Data listing:
━━━━
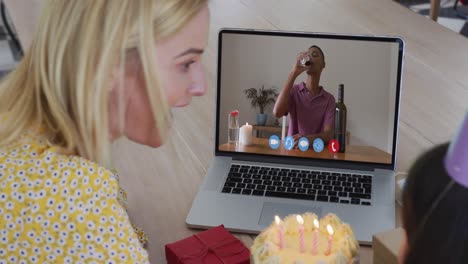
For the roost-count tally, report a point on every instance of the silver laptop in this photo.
(288, 159)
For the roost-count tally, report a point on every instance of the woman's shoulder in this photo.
(31, 155)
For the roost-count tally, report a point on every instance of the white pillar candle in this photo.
(245, 134)
(283, 128)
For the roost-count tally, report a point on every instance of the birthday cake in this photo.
(304, 239)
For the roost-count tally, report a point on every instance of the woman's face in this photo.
(182, 76)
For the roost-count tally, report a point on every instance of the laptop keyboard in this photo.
(323, 186)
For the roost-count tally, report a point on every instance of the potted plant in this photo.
(261, 98)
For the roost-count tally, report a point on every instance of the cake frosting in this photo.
(344, 250)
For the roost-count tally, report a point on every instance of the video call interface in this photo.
(318, 98)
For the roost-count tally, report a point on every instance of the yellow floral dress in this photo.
(56, 208)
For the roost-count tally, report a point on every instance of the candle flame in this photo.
(277, 220)
(299, 219)
(316, 223)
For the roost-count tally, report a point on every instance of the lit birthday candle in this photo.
(316, 225)
(280, 231)
(330, 238)
(300, 220)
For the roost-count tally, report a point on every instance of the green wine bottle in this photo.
(340, 120)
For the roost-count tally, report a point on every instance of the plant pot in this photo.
(261, 119)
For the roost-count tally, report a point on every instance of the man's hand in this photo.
(298, 68)
(296, 140)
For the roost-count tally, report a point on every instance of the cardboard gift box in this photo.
(212, 246)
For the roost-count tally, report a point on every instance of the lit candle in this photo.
(245, 134)
(283, 128)
(280, 231)
(301, 232)
(317, 225)
(330, 238)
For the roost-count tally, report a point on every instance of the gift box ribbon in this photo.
(207, 249)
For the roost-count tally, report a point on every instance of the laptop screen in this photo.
(308, 96)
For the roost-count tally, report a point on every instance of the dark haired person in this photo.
(435, 203)
(311, 108)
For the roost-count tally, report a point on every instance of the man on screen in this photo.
(311, 108)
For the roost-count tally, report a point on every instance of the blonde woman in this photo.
(96, 71)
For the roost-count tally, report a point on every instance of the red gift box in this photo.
(212, 246)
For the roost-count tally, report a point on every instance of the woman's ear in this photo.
(403, 249)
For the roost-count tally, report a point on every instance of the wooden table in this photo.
(161, 183)
(353, 153)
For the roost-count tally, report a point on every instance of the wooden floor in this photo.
(162, 183)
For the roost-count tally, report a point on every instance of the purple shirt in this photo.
(310, 114)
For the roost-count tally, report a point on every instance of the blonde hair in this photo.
(63, 82)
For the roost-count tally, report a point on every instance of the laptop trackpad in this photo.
(270, 209)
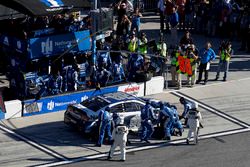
━━━━
→ **PROBLEM TO SOLVE**
Rewrite the items from the line with "ear in this photo." through the end of the items, switching "wooden table" to "dining table" and changing nothing else. Leave the pictures out.

→ **TASK RESPONSE**
For the roost-count tally, report a point on every instance of the woman's ear in this photo.
(403, 249)
For the roost-count tally, report a point on every instance of the dining table in this photo.
(161, 183)
(353, 153)
For the roost-count tally, report a point on every instance of the wooden floor in this photo.
(162, 183)
For the roost-count tally, report a point on every instance of the purple shirt in this photo.
(310, 114)
For the roost-count tally, report a point on every instance of the blonde hair in this photo.
(63, 82)
For the roost-count tally, report a point on every instance of the laptop trackpad in this photo.
(270, 209)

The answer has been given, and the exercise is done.